> [Deine Aufgabe] Schreibe die Zeilen von der Zeile mit „Check that every instance of the handwritten“ bis zum Ende der Einträge unverändert ab, einschließlich beider Enden.

______________________________

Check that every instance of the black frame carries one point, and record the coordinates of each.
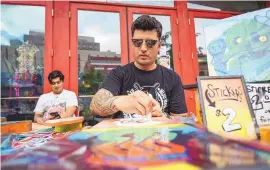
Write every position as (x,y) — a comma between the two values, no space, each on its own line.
(200,92)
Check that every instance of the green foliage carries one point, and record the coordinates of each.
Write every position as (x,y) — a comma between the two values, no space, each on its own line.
(92,81)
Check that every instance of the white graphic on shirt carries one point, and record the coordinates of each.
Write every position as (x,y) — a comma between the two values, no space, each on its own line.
(154,91)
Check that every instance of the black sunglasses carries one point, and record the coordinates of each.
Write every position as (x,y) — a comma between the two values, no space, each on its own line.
(139,42)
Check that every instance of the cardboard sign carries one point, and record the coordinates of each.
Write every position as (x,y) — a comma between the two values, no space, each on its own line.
(226,106)
(260,100)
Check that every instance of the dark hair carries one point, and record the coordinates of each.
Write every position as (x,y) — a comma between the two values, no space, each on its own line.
(55,74)
(147,23)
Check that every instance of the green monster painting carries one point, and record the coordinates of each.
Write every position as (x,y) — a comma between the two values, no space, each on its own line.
(244,49)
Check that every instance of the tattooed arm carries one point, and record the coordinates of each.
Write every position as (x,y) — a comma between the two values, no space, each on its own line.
(104,103)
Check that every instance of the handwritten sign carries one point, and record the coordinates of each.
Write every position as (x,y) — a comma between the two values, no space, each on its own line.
(260,100)
(225,106)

______________________________

> [Antwort]
Check that every instance of the handwritten sign carries one point, and record the coordinates of each.
Write every position as (x,y) — a comma between the two values, no space, each on its own line.
(260,100)
(225,106)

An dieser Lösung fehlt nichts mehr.